### Raw records:
§
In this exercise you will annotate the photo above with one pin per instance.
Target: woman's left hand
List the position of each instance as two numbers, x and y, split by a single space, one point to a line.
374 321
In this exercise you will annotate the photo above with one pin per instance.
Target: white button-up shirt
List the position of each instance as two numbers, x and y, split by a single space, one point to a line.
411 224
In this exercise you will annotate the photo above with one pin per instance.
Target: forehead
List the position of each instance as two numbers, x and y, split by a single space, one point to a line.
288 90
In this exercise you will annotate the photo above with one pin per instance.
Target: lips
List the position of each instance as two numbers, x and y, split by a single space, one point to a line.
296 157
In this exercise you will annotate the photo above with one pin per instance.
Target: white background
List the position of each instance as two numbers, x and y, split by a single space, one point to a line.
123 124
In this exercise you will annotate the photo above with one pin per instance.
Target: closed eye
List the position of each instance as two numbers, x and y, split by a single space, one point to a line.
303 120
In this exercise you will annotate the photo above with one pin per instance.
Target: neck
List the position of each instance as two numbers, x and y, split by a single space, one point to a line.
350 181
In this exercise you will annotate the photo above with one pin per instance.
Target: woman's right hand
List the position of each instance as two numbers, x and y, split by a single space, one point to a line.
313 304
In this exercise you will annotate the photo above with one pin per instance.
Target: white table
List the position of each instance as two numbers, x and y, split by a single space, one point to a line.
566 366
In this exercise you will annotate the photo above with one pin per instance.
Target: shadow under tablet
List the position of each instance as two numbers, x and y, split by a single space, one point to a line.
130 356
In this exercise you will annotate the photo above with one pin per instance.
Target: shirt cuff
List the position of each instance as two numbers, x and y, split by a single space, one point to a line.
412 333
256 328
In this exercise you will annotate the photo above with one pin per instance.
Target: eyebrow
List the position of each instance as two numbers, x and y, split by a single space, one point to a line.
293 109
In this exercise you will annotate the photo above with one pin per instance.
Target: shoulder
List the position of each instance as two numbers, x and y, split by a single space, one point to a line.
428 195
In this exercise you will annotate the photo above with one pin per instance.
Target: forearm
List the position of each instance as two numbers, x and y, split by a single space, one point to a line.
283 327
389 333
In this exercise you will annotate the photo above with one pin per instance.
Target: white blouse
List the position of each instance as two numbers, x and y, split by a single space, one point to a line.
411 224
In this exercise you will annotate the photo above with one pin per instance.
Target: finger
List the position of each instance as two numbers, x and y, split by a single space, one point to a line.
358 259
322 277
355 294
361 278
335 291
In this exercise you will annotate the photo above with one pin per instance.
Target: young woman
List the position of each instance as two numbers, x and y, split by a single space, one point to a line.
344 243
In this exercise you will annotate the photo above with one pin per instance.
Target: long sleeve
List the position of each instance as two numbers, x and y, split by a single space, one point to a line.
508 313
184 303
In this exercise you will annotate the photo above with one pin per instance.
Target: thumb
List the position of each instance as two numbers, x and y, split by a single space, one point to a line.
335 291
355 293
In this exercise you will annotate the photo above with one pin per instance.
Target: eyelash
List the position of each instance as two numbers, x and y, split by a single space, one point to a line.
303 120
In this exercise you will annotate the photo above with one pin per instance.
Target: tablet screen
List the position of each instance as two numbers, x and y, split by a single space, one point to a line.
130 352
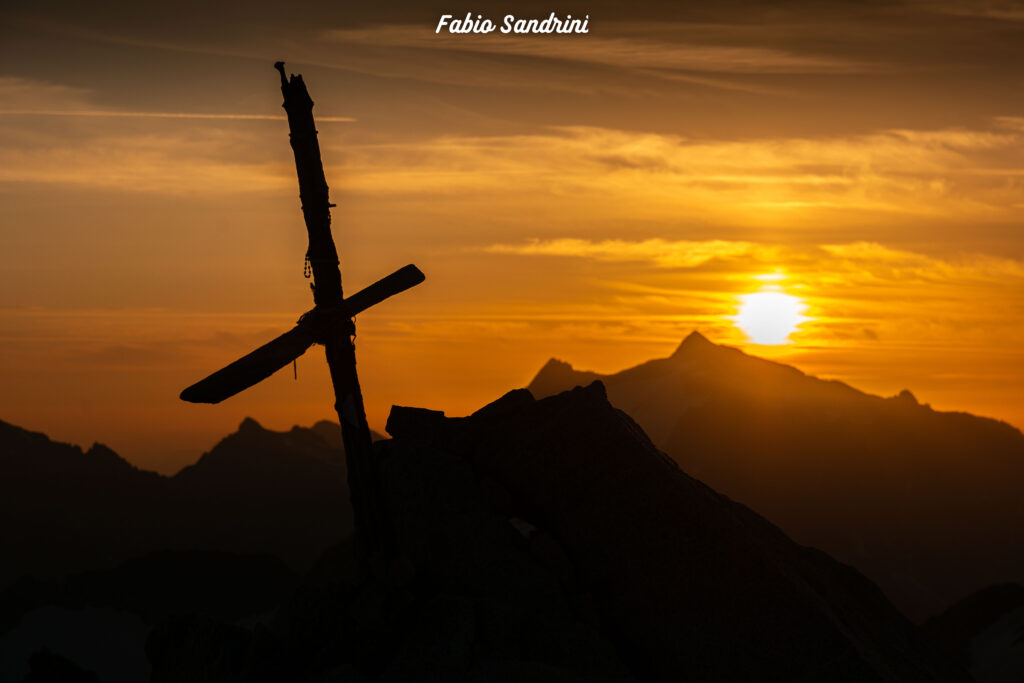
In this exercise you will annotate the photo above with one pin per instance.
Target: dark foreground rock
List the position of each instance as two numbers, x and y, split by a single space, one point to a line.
550 541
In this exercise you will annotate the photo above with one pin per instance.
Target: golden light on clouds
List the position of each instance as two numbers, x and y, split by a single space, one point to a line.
594 200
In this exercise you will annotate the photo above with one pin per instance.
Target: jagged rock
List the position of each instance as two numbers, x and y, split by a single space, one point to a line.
687 583
925 503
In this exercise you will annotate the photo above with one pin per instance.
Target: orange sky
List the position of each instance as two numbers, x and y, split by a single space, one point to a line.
592 198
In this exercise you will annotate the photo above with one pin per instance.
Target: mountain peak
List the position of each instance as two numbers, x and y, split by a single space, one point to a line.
694 340
250 425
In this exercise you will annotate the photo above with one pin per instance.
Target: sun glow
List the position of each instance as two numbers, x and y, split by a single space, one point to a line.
769 316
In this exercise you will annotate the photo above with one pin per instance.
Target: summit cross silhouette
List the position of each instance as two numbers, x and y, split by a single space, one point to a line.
329 323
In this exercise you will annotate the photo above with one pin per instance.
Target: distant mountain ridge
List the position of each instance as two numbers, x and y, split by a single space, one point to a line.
64 509
925 503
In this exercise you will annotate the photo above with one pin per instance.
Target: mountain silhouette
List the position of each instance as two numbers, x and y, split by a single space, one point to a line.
68 510
926 503
985 633
550 541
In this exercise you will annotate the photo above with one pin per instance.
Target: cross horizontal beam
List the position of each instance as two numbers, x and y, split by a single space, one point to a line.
268 358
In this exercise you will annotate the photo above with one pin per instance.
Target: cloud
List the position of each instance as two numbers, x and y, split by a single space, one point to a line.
623 52
679 254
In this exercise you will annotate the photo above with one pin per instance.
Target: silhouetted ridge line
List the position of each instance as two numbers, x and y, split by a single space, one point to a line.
924 502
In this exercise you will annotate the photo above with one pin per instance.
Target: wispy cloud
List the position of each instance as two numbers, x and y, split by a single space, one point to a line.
679 254
626 52
167 115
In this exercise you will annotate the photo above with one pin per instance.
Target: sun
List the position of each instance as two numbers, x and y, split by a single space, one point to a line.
769 316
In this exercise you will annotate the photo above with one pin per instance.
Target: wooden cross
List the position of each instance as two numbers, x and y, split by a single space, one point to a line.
329 323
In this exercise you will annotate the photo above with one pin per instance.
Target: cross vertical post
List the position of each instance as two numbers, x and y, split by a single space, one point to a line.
328 296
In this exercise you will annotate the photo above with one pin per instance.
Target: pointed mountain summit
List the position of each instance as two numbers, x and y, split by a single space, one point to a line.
694 342
257 491
692 585
924 502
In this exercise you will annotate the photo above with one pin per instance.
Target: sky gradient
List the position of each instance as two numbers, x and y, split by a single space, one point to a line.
592 198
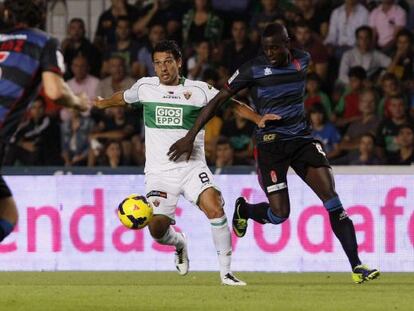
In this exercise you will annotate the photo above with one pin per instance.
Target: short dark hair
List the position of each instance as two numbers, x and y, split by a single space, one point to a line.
273 29
24 11
167 46
364 28
357 72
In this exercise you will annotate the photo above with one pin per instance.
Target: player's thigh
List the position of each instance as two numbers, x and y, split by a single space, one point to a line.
211 203
162 192
272 167
198 180
311 164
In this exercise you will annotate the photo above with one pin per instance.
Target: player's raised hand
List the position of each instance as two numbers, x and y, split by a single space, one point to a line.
98 102
181 146
83 102
268 117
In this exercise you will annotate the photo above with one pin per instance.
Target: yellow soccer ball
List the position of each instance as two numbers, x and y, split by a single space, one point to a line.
135 212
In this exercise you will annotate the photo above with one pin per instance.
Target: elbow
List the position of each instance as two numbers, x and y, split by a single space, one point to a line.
53 93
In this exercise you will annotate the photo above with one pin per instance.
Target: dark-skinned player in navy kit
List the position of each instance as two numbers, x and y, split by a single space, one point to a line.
276 81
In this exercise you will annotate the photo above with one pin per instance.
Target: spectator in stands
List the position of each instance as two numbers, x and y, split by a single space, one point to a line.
363 54
405 142
201 23
165 12
118 79
343 23
36 141
239 131
347 109
105 32
239 49
324 131
74 139
390 87
318 21
156 34
387 20
121 124
200 62
402 64
314 94
364 155
311 43
270 13
82 82
76 43
368 123
124 46
388 128
224 154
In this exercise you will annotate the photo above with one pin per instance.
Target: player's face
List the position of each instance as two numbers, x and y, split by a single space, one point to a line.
167 68
303 35
276 49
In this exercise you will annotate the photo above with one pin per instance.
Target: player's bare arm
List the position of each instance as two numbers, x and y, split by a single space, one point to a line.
185 144
246 112
116 100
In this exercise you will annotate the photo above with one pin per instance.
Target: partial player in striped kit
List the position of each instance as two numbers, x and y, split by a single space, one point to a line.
28 57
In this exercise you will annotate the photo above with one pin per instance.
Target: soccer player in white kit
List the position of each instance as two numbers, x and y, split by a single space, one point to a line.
171 105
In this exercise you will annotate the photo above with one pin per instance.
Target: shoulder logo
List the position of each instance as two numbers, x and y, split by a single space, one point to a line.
233 76
297 65
187 94
3 56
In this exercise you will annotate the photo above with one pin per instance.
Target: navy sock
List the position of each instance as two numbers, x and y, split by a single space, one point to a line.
5 228
262 213
344 230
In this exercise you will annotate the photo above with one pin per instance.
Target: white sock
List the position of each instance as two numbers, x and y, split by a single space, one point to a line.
171 237
222 242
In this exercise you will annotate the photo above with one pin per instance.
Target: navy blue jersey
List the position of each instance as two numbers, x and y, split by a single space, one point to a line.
276 90
24 54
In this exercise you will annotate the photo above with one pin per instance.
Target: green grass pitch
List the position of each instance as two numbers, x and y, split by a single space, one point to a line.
60 291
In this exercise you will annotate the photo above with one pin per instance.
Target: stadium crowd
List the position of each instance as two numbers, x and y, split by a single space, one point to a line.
359 90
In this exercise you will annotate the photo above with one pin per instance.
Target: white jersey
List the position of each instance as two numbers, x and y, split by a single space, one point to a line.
169 112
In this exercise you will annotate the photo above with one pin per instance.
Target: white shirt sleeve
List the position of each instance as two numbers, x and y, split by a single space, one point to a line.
131 95
209 90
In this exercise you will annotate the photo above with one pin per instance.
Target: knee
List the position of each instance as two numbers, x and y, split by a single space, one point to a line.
157 228
282 210
215 211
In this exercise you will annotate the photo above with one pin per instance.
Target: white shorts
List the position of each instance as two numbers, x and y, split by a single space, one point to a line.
164 189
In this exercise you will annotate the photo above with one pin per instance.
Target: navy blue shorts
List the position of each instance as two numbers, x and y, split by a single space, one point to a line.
274 159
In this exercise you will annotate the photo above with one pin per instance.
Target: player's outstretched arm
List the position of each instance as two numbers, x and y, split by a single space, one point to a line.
185 144
58 91
246 112
117 99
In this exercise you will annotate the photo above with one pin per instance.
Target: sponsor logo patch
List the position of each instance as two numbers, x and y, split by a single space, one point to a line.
276 187
170 116
187 95
156 193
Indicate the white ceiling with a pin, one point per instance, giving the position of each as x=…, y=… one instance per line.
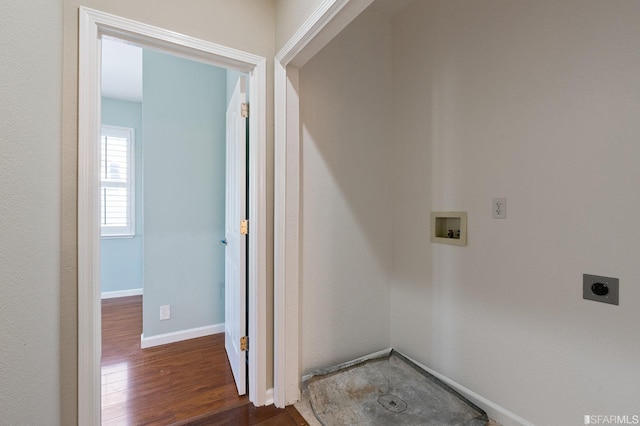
x=122, y=62
x=391, y=7
x=121, y=70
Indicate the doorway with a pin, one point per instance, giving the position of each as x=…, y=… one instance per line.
x=93, y=26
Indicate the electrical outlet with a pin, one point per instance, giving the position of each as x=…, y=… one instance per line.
x=165, y=312
x=499, y=208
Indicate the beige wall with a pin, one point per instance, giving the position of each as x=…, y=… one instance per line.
x=30, y=146
x=346, y=213
x=290, y=15
x=247, y=25
x=538, y=102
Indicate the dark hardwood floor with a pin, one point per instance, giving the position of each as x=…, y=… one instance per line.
x=187, y=383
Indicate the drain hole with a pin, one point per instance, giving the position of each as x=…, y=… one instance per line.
x=392, y=403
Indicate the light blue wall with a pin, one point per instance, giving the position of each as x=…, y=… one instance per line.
x=121, y=258
x=183, y=182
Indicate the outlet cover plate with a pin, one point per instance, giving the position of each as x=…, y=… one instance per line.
x=612, y=285
x=165, y=312
x=499, y=209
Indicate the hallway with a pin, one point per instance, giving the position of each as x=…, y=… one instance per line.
x=187, y=382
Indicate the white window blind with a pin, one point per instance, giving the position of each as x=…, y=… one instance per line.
x=116, y=182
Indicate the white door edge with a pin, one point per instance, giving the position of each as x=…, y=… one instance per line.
x=93, y=25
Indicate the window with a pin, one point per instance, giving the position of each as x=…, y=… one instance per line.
x=116, y=182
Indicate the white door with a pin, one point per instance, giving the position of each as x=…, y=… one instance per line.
x=235, y=255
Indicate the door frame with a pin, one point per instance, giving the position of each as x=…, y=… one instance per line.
x=93, y=25
x=331, y=17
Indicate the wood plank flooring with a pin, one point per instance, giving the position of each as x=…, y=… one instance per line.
x=187, y=383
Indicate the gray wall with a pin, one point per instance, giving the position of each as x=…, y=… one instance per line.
x=184, y=114
x=30, y=144
x=538, y=102
x=346, y=250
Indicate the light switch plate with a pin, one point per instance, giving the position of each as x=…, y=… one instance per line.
x=600, y=284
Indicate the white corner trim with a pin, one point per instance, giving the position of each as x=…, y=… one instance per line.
x=494, y=411
x=331, y=17
x=179, y=336
x=121, y=293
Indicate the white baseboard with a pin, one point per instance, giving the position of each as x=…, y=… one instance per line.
x=493, y=410
x=269, y=397
x=121, y=293
x=178, y=336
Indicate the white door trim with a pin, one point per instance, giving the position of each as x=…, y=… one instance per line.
x=331, y=17
x=93, y=25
§
### What to work on:
Copy out, word for word, the records from the line that contains "Indicate the hallway" through the last line of the records. Include both of those lines.

### Expected output:
Indicate the hallway with a pin, one point per instance, giving the position of each as x=…, y=… one instance per line.
x=187, y=382
Indicate the white window blind with a pin, one point per instance, giving the position of each as x=…, y=… one instance per line.
x=116, y=182
Indicate the white door edge with a pin, one point per instance, giving the position of each as x=…, y=… one instance per line.
x=93, y=25
Indicate the window with a pin, one point per instance, giving the position of each as x=…, y=… one instance per line.
x=116, y=182
Indicate the white door with a pin, one point per instance, giving the position of each as x=…, y=… one instance per line.
x=235, y=255
Indicate the door frame with a pin, one point per instance, giving the position of each as x=…, y=… one instance per line.
x=93, y=25
x=331, y=17
Indicate the wood plank flooring with a pin, one point per instance, giving the position of each as x=…, y=… one instance per line.
x=187, y=383
Indicate the gray wall with a pin, one point per instance, giving the position of each as x=…, y=… one instance per line.
x=184, y=114
x=30, y=144
x=538, y=102
x=346, y=250
Indicate the light switch plate with a pin, one point per instance, giving the position of each as x=…, y=… one instance per line.
x=600, y=284
Indicate the white corner trim with a pin, one point per instance, giving the position of each as x=…, y=… one instance per line.
x=494, y=411
x=331, y=17
x=179, y=336
x=121, y=293
Indicate the white baseboard with a pin, one point per instance, giving the position of each as x=…, y=… one instance per line.
x=493, y=410
x=269, y=397
x=121, y=293
x=178, y=336
Indicate the white door trim with a pin, one point per instance, giving the position of each as x=…, y=… one instance per line.
x=331, y=17
x=93, y=25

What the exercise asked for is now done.